How six national outlets graded the Dolphins’ draft. And Miami adds more players

Assigning draft grades to teams immediately after a draft is a traditional, if largely, senseless exercise.

With that caveat, here’s how six national publications assessed the Dolphins’ draft, which included Penn State edge player Chop Robinson (21st overall), Houston left tackle Patrick Paul (55th), Tennessee running back Jaylen Wright (120), Colorado State edge player Mo Kamara (158th), Virginia receiver Malik Washington (184th), California safety Patrick McMorris (198th) and Southern Cal receiver Taj Washington (241):

▪ ESPN’s Mel Kiper Jr. gave Miami a B with this comment:

“Miami was hit hard in free agency as a result of a salary-cap crunch, losing guard Robert Hunt, defensive tackle Christian Wilkins, linebackers Andrew Van Ginkel and Jerome Baker and cornerback Xavien Howard, among other players. And while I liked the Dolphins’ additions of linebacker Jordyn Brooks, cornerback Kendall Fuller and tight end Jonnu Smith, they have big holes to plug. Plus, they came into this draft with six picks, tied for the second fewest in the league.

“Chop Robinson (21) has elite upside if he can reach his ceiling, but when you turn on his Penn State tape, you wonder why he didn’t dominate. He had just four sacks last season. If I were running this team, I would have taken tweener defensive end/tackle Darius Robinson or center Graham Barton instead. Patrick Paul (55) is a selection for the future -- he played left tackle in college and could replace Terron Armstead there down the line. But I’m not sure he’s ready to start as a rookie for a team that really had to get instant-impact players.
____________________
◆ PROBLEMS TO SOLVE ◆
1. Repeat word for word the part of the Dolphins draft article starting with "How six national outlets" and going on through "largely, senseless exercise.".
2. Carry on the article about national grades for the Dolphins' draft from the point where it stops.
____________________
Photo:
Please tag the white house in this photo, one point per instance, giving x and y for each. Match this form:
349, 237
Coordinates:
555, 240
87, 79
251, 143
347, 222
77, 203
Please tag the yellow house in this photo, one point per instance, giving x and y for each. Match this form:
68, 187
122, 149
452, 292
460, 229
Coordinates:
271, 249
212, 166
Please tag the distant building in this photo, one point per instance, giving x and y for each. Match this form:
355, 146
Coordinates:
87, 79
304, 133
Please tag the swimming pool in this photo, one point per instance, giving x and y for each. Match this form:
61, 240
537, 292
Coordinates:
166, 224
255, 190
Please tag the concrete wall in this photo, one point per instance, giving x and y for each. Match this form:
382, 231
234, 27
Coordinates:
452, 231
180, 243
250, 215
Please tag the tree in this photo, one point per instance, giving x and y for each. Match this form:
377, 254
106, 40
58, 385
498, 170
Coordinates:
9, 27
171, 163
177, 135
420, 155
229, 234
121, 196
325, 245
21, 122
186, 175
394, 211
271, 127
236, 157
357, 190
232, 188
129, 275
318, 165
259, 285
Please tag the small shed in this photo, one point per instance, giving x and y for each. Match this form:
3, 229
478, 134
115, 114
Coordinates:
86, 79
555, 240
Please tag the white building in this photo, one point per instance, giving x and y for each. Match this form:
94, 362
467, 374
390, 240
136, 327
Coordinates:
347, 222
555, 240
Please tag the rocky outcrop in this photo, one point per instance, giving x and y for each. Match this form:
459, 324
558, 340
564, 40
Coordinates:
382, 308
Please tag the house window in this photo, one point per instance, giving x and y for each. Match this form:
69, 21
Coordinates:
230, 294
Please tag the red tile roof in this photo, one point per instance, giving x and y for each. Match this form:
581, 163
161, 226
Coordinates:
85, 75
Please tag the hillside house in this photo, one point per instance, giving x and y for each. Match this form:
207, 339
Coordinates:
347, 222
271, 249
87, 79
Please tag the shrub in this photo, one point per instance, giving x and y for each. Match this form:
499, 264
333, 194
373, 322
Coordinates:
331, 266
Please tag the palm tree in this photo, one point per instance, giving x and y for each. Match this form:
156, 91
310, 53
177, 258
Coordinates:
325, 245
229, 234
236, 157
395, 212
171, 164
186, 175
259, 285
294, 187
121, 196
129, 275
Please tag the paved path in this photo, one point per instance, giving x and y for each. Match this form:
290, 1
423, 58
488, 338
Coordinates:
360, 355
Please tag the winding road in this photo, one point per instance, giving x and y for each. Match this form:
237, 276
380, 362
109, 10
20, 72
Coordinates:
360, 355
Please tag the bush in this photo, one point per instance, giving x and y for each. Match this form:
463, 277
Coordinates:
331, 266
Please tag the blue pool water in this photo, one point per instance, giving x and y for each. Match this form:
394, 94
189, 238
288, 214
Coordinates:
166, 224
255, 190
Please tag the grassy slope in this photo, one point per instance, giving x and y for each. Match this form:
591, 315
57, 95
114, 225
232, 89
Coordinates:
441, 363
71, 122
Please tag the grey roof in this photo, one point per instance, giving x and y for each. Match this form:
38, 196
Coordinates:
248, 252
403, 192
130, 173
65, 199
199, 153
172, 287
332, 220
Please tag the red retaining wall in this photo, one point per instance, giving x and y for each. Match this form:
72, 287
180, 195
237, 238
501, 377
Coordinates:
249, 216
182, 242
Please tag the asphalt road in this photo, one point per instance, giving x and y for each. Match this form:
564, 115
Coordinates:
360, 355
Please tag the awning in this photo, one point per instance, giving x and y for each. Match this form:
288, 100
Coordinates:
____________________
◆ TASK-BY-TASK OUTPUTS ◆
1.
How six national outlets graded the Dolphins’ draft. And Miami adds more players

Assigning draft grades to teams immediately after a draft is a traditional, if largely, senseless exercise.

2.
“I’m a huge fan of speedy running back Jaylen Wright (120), but Miami gave up its 2025 third-rounder to get him. That’s not great value, especially for a team that doesn’t necessarily have a need at the position. I had Mohamed Kamara (158) at No. 67 overall in my rankings, so this is a fantastic pick. He had 13 sacks last season. GM Chris Grier tried to hit his void at wideout with Malik Washington (184) and Tahj Washington (241) on Day 3; Malik is the guy to watch, as he had 110 catches last season.

“I like a bunch of these players, but it’s a small class and giving up the 2025 third-rounder means it can’t make it to a B plus.”

▪ Respected analyst Warren Sharp said Miami extracted the second best value in the draft, after only Detroit. He gave Miami an A.

He said edge player Kamara provided the best value.

“The Dolphins filled needs and got great value at each draft slot,” Sharp said. “No one has an obvious path to an immediate starting job, but Chop Robinson will factor into the rotation of pass-rushers and Patrick Paul will undoubtedly be forced into action by a Terron Armstead injury at some point.”

▪’s Chad Reuter gave Miami a B-:

“Miami needed another edge rusher, especially with Jaelan Phillips coming off an Achilles injury and Bradley Chubb coming off a torn ACL, but Robinson must show he can be a factor in the run game and convert pressures into sacks more regularly in the NFL. Left tackle Terron Armstead’s difficulty staying on the field made Paul a good pick in the second round. The teams’ forfeiture of its third-round pick dragged down its grade.

“Trading a future third-round pick for a fourth in the current draft is usually not wise, and Miami has a few backs in the stable already, but finding a potential star in Wright waiting around made it easier to swallow. It would not surprise me if the relentless Kamara is as productive as Robinson early in his career. Both pass-catchers with the surname Washington (not related) will flourish as tough-minded slot receivers in Mike McDaniel’s offense.”

▪ Fox’s Henry McKenna gave Miami a B: “You had to laugh when the Dolphins took Jaylen Wright, the draft’s second-fastest running back. Last year, they took DeVon Achane, one of the fastest players in the NFL. But that didn’t stop them from bringing more speed into the offense in the fourth round.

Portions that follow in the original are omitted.